GIVEN INSTRUCTION A:
Reproduce verbatim the lines of the listing that begin at the line containing "Args: query, the phrase to segment: green" and end with the line containing "M67 21L67 23L69 23L69 21Z", both included.

GIVEN TEXT:

***

On irreducible triadicity.
There are three distinct domains to consider. The first is a purely
mathematical notion of a connected graph; the second is formal
relational languages; and the third, somewhat murkier, is concerned
with the metaphysical nature of relations. Peirce proved a simple
result in graph theory to which he and others attribute metaphysical
significance; but it does so only if one chooses a particular
connection between the first and third of our domains via the second.
Other connections are possible, under which the result, while of
course still true, seems to have much less significance.
The result in graph theory is, roughly, that any connected graph can
be built using nodes of degree 1,2 and 3, but that one cannot do it
with nodes only of degree 1 and 2. (Degree of a node is the number
of arcs connected to it.) More precisely, it is that every connected
graph can be 'expanded' to a graph built using such nodes, where one
expands a graph by replacing some of its nodes by connected subgraphs
whose external arcs are isomorphic to the arcs to that node in the
first graph. In effect, the expanded graph has a subgraph which can
be collapsed (by identifying all its nodes and any connections
between them) into a single node of the original graph. In modern
terms one might say that the expanded graph is an implementation of
the first graph in which some nodes are implemented by datastructures
which are themselves connected graphs: imagine using LISP to encode a
graph, for example.
It is easy to see how to construct such a datastructure for any node
of degree n >3; one simply takes n-2 degree-3 nodes and links them
together in a chain: (view the following in a fixed-width font)
| | | | |
---1------2------3------4---....---n-2---
which has n outgoing arcs to which the nodes linked to the original
node can be attached. Also it is pretty obvious that you couldn't do
it with nodes of degree 2, since the process of linking them together
would itself use up all but the two spare 'ends', so you can only get
another degree-2 graph.
That is the sum total of the notion of 'irreducible triadicity'. It
is an interesting result in graph theory, but why is it considered to
have any deep importance in semantics and semiotics? To see why
Peirce thought it did, one has to appreciate how Peirce would have
interpreted a semantic network.

***

SUPPLIED ENTRIES:
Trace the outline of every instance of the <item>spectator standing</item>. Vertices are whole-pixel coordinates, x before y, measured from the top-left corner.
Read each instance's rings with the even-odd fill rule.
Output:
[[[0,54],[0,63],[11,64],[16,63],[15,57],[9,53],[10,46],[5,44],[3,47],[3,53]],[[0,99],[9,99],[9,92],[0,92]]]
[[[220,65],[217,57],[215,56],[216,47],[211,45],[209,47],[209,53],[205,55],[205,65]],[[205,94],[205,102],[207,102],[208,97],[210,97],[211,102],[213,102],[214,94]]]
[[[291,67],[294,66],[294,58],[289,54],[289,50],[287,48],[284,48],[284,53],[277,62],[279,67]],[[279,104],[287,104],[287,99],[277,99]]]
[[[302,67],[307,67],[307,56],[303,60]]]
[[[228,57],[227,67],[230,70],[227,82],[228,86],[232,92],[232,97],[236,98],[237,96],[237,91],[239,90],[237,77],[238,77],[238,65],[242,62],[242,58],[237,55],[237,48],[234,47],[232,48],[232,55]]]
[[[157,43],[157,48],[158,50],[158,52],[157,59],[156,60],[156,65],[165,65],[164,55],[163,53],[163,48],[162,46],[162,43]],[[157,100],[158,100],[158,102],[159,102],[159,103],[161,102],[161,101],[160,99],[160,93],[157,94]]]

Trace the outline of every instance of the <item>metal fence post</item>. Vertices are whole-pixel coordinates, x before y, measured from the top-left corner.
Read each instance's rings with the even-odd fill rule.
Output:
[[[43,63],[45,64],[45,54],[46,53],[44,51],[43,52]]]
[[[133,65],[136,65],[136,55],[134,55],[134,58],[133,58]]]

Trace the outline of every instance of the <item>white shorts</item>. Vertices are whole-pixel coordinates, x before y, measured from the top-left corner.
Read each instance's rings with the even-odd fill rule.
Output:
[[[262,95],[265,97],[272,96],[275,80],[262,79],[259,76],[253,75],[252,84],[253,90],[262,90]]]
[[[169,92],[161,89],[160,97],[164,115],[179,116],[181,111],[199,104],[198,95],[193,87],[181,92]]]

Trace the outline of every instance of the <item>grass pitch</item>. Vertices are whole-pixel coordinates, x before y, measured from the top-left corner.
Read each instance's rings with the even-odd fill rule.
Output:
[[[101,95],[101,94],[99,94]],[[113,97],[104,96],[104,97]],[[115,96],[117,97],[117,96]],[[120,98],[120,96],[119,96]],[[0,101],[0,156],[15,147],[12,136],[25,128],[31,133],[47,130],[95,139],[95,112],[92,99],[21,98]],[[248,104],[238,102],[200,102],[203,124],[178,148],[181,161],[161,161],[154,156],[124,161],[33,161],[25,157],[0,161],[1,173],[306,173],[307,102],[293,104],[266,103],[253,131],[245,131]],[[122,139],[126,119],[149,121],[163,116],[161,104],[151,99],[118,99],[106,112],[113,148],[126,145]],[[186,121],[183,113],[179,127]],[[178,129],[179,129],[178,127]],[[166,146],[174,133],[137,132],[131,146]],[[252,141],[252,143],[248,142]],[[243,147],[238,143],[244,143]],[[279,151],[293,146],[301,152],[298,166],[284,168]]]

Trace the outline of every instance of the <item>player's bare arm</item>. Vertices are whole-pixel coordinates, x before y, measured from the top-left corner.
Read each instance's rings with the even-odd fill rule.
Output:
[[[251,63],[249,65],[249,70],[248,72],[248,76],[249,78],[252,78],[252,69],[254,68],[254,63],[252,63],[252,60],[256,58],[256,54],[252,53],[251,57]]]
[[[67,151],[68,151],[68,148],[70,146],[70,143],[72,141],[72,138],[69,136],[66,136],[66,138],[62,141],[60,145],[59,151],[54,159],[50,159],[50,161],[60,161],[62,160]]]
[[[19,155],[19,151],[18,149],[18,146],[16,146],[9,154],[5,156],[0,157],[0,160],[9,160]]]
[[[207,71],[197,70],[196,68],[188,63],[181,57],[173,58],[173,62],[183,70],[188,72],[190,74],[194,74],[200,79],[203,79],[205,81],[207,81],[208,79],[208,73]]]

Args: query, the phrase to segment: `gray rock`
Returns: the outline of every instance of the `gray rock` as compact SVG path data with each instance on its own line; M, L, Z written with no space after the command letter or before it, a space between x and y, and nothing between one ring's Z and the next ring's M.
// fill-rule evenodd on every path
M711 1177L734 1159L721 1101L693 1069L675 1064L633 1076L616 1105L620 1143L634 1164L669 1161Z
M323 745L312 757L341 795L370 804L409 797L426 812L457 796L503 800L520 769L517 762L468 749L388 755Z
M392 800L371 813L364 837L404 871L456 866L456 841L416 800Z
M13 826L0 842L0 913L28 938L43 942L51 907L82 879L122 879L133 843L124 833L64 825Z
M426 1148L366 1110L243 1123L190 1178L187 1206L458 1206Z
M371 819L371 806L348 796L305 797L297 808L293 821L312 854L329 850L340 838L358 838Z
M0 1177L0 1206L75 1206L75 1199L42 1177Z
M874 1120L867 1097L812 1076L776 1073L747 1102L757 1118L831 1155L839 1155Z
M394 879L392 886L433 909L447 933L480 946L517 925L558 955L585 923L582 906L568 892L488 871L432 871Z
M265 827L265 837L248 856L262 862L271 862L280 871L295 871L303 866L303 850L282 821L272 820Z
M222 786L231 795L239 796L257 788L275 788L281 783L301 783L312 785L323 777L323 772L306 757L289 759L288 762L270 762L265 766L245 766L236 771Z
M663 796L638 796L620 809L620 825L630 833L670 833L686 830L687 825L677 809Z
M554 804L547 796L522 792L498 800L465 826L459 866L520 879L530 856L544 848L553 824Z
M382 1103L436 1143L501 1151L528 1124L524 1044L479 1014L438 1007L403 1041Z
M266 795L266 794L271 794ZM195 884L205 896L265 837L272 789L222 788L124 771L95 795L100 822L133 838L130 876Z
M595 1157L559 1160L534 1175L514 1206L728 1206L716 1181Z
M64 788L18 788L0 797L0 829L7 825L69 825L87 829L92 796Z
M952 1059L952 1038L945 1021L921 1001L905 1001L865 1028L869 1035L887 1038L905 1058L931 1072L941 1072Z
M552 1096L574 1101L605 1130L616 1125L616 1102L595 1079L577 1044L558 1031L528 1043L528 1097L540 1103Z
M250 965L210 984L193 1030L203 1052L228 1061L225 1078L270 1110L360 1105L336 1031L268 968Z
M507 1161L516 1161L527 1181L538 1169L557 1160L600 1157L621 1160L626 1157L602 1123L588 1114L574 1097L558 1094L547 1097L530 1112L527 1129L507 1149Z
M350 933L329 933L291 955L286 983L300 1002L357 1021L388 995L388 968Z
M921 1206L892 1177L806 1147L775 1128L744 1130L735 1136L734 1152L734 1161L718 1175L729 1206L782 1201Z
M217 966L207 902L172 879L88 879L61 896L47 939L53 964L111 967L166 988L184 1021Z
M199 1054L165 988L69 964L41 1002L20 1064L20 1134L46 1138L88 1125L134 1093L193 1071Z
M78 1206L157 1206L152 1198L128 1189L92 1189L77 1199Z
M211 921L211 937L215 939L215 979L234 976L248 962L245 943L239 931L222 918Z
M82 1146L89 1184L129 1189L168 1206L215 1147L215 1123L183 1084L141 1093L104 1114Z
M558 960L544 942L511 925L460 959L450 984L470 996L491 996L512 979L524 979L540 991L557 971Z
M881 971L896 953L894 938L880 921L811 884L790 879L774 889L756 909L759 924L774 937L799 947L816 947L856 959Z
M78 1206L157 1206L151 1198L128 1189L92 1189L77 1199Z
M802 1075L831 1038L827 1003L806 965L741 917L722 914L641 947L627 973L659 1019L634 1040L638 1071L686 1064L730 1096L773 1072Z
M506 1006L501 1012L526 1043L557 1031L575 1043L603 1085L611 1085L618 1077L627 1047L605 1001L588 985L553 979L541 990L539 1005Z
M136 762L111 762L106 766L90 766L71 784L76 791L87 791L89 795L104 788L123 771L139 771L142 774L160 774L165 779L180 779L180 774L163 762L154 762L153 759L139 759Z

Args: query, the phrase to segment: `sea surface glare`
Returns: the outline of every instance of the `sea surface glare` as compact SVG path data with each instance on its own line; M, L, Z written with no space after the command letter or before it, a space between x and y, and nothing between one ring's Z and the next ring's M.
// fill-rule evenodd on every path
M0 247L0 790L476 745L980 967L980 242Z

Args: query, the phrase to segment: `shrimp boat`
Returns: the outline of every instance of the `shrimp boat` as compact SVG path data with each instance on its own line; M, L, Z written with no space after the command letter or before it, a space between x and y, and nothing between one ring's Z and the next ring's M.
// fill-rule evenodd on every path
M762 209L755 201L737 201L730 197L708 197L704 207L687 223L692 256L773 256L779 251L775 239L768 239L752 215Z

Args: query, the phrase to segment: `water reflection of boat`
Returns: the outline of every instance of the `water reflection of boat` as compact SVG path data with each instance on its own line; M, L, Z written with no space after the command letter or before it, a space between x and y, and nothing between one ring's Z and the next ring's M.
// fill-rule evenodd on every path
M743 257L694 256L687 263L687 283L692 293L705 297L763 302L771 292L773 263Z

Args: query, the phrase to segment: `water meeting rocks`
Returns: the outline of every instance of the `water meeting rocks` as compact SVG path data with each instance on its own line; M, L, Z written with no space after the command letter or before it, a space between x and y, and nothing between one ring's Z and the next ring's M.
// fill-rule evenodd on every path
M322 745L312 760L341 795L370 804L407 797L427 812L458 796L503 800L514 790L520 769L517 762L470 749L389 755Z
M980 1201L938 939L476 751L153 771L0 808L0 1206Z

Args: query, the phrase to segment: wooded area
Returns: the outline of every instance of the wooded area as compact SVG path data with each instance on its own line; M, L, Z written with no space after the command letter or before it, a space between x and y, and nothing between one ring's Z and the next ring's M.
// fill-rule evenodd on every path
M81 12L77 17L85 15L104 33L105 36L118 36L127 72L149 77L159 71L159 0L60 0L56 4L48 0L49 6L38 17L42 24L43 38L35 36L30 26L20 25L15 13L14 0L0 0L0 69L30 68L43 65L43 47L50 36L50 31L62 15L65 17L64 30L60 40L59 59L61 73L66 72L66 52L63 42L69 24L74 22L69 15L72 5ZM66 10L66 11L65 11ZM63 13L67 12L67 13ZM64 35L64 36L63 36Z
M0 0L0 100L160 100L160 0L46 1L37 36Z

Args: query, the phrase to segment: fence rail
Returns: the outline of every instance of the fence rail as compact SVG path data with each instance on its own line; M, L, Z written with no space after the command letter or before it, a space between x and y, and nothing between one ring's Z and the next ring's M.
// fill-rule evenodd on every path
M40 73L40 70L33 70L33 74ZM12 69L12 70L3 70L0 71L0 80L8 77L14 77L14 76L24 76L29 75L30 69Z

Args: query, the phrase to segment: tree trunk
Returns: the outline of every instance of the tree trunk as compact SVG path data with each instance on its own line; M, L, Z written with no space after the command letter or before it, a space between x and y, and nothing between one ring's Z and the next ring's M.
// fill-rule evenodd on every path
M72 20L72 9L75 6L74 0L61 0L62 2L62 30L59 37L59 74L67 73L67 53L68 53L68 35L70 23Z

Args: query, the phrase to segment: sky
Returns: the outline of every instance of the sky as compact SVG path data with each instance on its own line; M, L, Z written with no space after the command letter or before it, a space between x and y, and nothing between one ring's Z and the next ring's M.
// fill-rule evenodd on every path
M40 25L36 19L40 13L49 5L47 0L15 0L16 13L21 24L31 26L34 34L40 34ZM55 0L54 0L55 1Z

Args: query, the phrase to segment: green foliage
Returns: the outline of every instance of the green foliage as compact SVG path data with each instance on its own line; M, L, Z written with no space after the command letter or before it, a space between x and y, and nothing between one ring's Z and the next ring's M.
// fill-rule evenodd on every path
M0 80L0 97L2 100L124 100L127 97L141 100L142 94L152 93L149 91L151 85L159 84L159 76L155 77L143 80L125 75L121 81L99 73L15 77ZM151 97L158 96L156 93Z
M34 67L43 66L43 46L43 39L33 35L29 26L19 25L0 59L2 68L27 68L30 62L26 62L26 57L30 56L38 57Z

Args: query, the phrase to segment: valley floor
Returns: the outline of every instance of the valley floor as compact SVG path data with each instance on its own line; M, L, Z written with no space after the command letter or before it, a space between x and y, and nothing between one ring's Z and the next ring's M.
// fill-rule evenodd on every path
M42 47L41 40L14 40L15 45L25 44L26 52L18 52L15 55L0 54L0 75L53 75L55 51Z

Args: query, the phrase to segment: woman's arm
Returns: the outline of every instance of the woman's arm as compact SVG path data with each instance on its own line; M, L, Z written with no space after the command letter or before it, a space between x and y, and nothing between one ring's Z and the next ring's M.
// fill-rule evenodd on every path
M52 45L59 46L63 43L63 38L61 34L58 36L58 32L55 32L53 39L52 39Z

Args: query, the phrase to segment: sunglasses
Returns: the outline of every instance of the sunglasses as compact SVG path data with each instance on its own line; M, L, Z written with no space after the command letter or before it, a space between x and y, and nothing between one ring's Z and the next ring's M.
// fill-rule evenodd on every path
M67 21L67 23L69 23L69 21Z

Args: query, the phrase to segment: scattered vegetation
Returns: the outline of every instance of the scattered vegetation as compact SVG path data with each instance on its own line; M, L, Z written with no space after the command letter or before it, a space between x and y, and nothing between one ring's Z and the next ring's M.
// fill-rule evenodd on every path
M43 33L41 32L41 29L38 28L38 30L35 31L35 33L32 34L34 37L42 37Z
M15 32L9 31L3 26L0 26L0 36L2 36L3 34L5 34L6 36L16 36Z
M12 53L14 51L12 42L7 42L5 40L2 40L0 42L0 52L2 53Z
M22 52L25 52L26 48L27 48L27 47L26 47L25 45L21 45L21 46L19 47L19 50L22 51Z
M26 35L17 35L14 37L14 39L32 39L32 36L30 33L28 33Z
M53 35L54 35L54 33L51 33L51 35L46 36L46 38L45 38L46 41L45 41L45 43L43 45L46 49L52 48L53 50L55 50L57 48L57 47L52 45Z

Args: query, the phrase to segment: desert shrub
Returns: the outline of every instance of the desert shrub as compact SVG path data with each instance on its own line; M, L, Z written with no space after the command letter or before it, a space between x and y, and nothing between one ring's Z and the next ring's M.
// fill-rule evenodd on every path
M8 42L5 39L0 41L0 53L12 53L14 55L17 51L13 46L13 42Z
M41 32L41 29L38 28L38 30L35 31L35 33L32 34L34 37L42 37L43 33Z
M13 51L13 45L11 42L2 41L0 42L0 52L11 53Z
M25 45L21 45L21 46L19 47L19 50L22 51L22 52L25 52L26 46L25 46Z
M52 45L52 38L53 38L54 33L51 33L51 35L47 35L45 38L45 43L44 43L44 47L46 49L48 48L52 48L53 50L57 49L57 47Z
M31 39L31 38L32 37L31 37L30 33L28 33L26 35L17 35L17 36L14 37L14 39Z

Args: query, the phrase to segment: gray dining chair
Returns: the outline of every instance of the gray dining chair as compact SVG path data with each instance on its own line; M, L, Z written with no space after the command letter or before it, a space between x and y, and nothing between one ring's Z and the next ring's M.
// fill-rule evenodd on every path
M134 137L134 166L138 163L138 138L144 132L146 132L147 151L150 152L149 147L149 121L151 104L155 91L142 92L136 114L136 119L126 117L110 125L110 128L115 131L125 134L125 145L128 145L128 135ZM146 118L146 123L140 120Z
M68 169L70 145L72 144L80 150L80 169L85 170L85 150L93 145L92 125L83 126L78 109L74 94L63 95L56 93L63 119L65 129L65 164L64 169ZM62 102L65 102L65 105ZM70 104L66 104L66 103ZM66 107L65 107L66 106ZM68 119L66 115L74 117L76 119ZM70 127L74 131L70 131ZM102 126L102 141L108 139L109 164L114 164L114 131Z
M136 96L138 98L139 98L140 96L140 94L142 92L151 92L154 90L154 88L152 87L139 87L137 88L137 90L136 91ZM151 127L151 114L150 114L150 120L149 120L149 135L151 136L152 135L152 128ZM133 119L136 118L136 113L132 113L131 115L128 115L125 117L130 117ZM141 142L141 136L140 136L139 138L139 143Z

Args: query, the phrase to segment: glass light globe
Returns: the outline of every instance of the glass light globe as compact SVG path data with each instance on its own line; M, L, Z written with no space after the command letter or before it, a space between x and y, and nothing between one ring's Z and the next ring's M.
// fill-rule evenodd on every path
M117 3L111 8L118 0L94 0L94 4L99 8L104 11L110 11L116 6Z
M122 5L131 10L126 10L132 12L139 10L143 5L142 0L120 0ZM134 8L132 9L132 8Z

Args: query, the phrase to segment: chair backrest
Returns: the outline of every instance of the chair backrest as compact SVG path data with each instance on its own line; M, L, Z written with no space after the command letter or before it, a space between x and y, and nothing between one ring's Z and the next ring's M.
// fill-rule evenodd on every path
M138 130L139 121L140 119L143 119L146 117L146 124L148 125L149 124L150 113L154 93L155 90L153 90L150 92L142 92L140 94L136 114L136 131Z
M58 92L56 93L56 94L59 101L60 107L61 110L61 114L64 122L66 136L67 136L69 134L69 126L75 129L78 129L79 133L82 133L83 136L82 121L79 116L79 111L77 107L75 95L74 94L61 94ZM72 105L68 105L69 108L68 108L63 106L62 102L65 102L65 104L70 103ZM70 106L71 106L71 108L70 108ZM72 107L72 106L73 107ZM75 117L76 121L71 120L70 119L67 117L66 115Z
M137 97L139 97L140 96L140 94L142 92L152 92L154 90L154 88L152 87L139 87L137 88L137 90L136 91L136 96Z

***

GIVEN INSTRUCTION B:
Translate this sentence from the passage on irreducible triadicity into Spanish: "It is an interesting result in graph theory, but why is it considered to have any deep importance in semantics and semiotics?"

WORKED ANSWER A:
Args: query, the phrase to segment: green foliage
Returns: the outline of every instance of the green foliage as compact SVG path data with each instance on its own line; M, L, Z written with no space after the command letter or before it, a space between x and y, and nothing between one ring's Z and the next ring's M.
// fill-rule evenodd on every path
M0 80L0 97L2 100L124 100L127 97L141 100L142 94L152 93L149 91L151 85L159 84L159 76L155 77L143 80L125 75L121 81L99 73L15 77ZM151 97L158 96L156 93Z
M34 67L43 66L43 46L43 39L33 35L29 26L19 25L0 59L2 68L27 68L30 62L26 62L26 57L30 56L38 57Z

Args: query, the phrase to segment: valley floor
Returns: the outline of every instance of the valley floor as compact SVG path data with each instance on its own line; M, L, Z written with no space after the command letter or before it, a space between x and y, and nothing between one ring's Z and the next ring's M.
// fill-rule evenodd on every path
M42 47L41 40L14 40L15 45L25 44L26 52L18 52L15 55L0 54L0 75L53 75L55 51Z

Args: query, the phrase to segment: woman's arm
Returns: the outline of every instance of the woman's arm as compact SVG path data with each instance on its own line; M, L, Z written with no space after the command letter or before it, a space between x and y, and nothing between one ring's Z and the next ring's M.
// fill-rule evenodd on every path
M52 45L59 46L63 43L63 38L61 34L58 36L58 32L55 32L53 39L52 39Z

Args: query, the phrase to segment: sunglasses
Returns: the outline of every instance of the sunglasses as compact SVG path data with each instance on its own line; M, L, Z written with no space after the command letter or before it, a space between x and y, and nothing between one ring's Z and the next ring's M.
// fill-rule evenodd on every path
M67 21L67 23L69 23L69 21Z

WORKED ANSWER B:
Es un resultado interesante en teoría de grafos, pero ¿por qué se considera que tiene alguna importancia profunda en semántica y semiótica?